==== EXTRACTED ENTRIES
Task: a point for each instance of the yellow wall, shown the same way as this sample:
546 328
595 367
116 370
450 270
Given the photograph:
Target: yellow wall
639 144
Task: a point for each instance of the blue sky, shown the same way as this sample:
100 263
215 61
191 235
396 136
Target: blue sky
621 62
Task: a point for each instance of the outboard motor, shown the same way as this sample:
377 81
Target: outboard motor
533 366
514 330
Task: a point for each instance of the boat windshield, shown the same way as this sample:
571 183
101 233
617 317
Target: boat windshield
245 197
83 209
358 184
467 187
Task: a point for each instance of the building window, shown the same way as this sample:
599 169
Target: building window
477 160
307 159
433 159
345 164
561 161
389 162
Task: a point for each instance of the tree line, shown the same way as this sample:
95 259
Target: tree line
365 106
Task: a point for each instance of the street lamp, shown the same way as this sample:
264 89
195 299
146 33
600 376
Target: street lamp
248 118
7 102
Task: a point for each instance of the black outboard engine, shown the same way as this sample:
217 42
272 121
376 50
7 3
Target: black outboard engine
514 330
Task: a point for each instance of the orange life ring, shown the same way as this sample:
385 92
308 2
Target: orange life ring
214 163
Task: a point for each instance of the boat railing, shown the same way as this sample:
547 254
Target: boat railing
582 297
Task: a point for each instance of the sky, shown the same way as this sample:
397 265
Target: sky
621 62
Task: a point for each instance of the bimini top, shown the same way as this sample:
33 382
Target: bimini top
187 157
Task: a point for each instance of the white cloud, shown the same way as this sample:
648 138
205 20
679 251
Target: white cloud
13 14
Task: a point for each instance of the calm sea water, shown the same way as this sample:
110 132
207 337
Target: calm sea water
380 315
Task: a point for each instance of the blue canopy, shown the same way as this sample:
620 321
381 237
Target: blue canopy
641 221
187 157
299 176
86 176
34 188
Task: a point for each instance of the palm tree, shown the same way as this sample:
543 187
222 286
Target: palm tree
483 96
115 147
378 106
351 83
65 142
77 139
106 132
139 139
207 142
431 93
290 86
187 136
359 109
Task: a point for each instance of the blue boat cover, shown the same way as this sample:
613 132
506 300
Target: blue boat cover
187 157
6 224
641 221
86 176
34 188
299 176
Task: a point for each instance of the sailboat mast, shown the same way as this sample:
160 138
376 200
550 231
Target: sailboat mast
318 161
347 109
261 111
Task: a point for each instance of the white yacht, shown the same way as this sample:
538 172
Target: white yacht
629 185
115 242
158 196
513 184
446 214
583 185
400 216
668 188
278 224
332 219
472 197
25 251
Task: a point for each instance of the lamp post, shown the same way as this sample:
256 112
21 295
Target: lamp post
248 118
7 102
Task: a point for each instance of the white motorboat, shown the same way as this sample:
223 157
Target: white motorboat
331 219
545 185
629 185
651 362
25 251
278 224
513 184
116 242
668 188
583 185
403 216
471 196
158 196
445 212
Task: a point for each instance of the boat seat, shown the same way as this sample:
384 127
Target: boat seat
========
▶ _GOAL_
Recopy all the lines exactly as they appear.

▶ _WRITTEN REPLY_
Task: a point for each instance of the yellow wall, shown the same way as this sample:
546 328
595 367
116 370
450 270
Given the photograph:
Target: yellow wall
639 144
Task: a point for each instance of the blue sky, shown the same way as this sample:
100 263
215 61
191 235
396 136
Target: blue sky
621 62
Task: a point for each instance of the outboard motor, shown the same way as this sample:
377 81
Target: outboard motor
533 366
514 330
Task: a point for each instance of the boat windshield, shown the same way as this sample:
571 183
101 233
617 317
Target: boat windshield
245 197
83 209
358 184
467 187
Task: a point for each instance of the building window, shown the same way as this sample:
599 169
Target: building window
477 160
307 159
433 159
345 164
561 161
389 162
Task: a point for each instance of the tree line, shown the same way as this sample:
95 259
Target: tree line
365 106
Task: a point for each instance of the street lamp, shown the same way as this sample:
264 89
195 299
146 33
600 376
Target: street lamp
248 118
7 102
Task: a point for each instance of the black outboard engine, shown the same way as this sample:
217 42
272 121
376 50
7 3
Target: black outboard engine
514 330
Task: a point for each instance of the orange life ring, shown the same way as this sample:
385 92
308 2
Target: orange life ring
214 163
Task: a point for each instance of the boat railing, shown the same way as this sample:
547 254
Target: boat railing
582 297
Task: a point for each instance of the sky, shown the same way as this sample:
397 265
Target: sky
621 62
Task: a point for each instance of the bimini top, shown the same way as this sample:
33 382
Target: bimini top
187 157
Task: a point for each instance of the white cloud, shown the same way as this sample:
648 138
205 20
679 251
Target: white cloud
13 14
Task: a point for each instance of the calm sea water, shown the same way as this sample:
110 132
207 337
Target: calm sea water
380 315
Task: a point for each instance of the blue canopy, shown the same way as this sample:
620 321
381 237
Target: blue canopy
641 221
187 157
299 176
86 176
34 188
Task: a point for each instance of the palm tree, shown the same way as this sample:
543 187
222 286
Target: palm tree
483 96
115 147
378 106
351 83
65 142
77 139
106 132
139 139
207 142
431 93
290 86
187 136
359 109
Task: a point for each instance of the blue boat cover, shown the same way as this sample:
613 132
506 300
Target: blue boat cover
187 157
6 224
641 221
86 176
34 188
299 176
Task: a point for each instance of the sailboat mast, shown the same way as this sample:
160 138
376 200
550 231
Target: sailboat mast
318 161
347 109
261 111
Task: a point for each instance of the white yacht, shown the same way as this sample:
538 172
Target: white yacht
629 185
115 242
158 196
513 184
446 214
583 185
400 216
668 188
278 224
332 219
472 197
25 251
Task: a point for each instance of the lamp post, shown the same way as this sample:
256 112
21 295
Target: lamp post
248 118
7 102
Task: a point for each instance of the white motorboat, shown the same way as this sample:
223 157
Target: white motorboat
331 219
545 185
629 185
651 362
25 251
278 224
513 184
116 242
668 188
583 185
403 216
471 196
158 196
445 212
Task: a point for each instance of the boat seat, shown the same way as this sample:
384 127
Target: boat seat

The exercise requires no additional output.